- [SELECTED EXTRACT]:

-=-=-=-=-

The group arrived at the Bunga River (now the present river of San Joaquin) and entered Ambuyao's house. On the following day, they reached the settlement of Kutay (now, the present site of Palo town proper) on the bank of the Bangon River. Upon the arrival, the settlement was greatly reduced in population because of a smallpox outbreak.

In 1598, the first church of Palo was built by Fr Jimenez. It was inaugurated on August 15, the feast of the Assumption, one of the most important feasts or devotions by the Jesuit Order, thus dedicating the church to Our Lady. During that time Fr. Jimenez also solemnized the baptism of a local chieftain named Datu Kanganga of Malirong, whom he baptized as Don Juan Kanganga, and who was appointed as the petty governor of Palo by the Spanish government.

By November 1599, Fr. Diego Garcia, S.J. (who was commissioned by Rome to make a visitation of the Philippine Vice-Province) arrived in Tinago, Samar, and proceeded to the mission-stations in Leyte, which led to a Jesuit conference of both island-provinces in Palo. Twenty-six Jesuits attended the conference, which began on January 6, 1600. The result of the conference was reducing the many provinces into three: Carigara, Dulag and Alangalang.

In the beginning, Palo was a visita under the Jesuit Residence of Dulag. In 1613, after the raid of the Joloan invaders, the residencia was transferred to Dagami. It has given the jurisdictions over the missions of Malaguicay (now, Tanauan), Malirong (now, Brgy. Libertad, a present barangay of Palo) and Banayon, including Palo.

Years later, Palo would become the seat of the Jesuit central residence because of its strategic location. Jesuit reports would reveal that the Jesuit central residence was already in Palo by the 1700s but was officially named only to Dagami. It remained under the administration of the Jesuits until their expulsion in 1768.

The following are the Jesuit missionaries who have served Palo beginning at the time when an operarius (a priest in-charge) was assigned:

- 1695-1698: Rev. Fr. Pedro Vello, S.J.
- 1698-1714: Rev. Fr. Mauricio Pereira, S.J.
- 1714-1721: Rev. Fr. Pedro Farriz, S.J.
- 1721-1725: Rev. Fr. Gregorio Miguel Tabora, S.J.
- 1725-1728: Rev. Fr. Martin Gil, S.J.
- 1728-1732: Rev. Fr. Pedro Estrada, S.J.
- 1732-1735: Rev. Fr. Bartolommeo Lugo, S.J.
- 1735-1739: Rev. Fr. Juan de Eguia, S.J.
- 1739-1744: Rev. Fr. Emmanuel Herrero, S.J.

-=-=-=-=-

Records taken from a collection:
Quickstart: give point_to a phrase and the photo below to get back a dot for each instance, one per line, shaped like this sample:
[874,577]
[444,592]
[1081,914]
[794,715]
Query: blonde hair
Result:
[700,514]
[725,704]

-=-=-=-=-

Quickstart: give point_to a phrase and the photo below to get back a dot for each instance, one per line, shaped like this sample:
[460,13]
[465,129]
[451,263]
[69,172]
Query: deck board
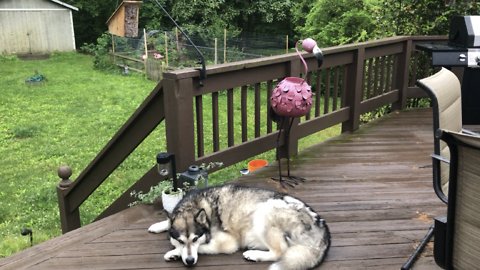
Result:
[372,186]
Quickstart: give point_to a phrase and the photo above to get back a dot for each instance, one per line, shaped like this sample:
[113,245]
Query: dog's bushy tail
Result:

-=-=-=-=-

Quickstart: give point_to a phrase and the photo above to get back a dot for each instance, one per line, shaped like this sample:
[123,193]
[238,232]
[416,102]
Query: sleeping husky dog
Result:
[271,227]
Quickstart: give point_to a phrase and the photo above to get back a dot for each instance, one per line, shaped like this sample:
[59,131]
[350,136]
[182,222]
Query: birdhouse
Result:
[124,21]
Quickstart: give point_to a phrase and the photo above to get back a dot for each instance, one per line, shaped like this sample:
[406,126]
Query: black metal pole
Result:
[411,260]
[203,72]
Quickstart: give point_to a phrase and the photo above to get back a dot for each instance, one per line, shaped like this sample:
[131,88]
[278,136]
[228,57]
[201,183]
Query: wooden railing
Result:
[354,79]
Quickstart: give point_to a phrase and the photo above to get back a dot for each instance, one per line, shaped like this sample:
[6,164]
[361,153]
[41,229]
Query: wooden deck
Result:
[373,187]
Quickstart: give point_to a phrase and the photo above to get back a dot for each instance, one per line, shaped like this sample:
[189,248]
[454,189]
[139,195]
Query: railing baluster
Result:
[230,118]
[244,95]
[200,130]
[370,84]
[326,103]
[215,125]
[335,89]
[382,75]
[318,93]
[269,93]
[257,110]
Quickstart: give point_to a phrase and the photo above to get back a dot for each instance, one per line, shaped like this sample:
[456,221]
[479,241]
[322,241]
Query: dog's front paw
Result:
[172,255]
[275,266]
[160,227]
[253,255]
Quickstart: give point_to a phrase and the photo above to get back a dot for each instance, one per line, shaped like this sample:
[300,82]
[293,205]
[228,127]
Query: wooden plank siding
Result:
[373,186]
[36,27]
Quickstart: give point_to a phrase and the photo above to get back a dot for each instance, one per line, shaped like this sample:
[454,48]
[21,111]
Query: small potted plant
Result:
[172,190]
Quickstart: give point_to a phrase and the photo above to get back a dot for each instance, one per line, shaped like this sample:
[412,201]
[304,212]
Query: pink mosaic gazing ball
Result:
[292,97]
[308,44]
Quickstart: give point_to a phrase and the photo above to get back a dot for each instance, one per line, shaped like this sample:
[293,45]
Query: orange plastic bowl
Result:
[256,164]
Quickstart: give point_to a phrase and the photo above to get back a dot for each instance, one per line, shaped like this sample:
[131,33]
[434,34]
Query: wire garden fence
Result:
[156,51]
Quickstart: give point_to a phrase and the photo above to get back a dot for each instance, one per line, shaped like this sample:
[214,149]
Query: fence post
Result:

-=-=-=-=-

- [DIRECTIONS]:
1. From the history of Palo, list every Jesuit missionary whose service in Palo began in the 1720s, with the years of service.
2. Reproduce the part of the history of Palo starting with "The following are" and going on through "de Eguia, S.J.".

- [RESULTS]:
1.
- Rev. Fr. Gregorio Miguel Tabora, S.J. (1721-1725)
- Rev. Fr. Martin Gil, S.J. (1725-1728)
- Rev. Fr. Pedro Estrada, S.J. (1728-1732)

2.
The following are the Jesuit missionaries who have served Palo beginning at the time when an operarius (a priest in-charge) was assigned:

- 1695-1698: Rev. Fr. Pedro Vello, S.J.
- 1698-1714: Rev. Fr. Mauricio Pereira, S.J.
- 1714-1721: Rev. Fr. Pedro Farriz, S.J.
- 1721-1725: Rev. Fr. Gregorio Miguel Tabora, S.J.
- 1725-1728: Rev. Fr. Martin Gil, S.J.
- 1728-1732: Rev. Fr. Pedro Estrada, S.J.
- 1732-1735: Rev. Fr. Bartolommeo Lugo, S.J.
- 1735-1739: Rev. Fr. Juan de Eguia, S.J.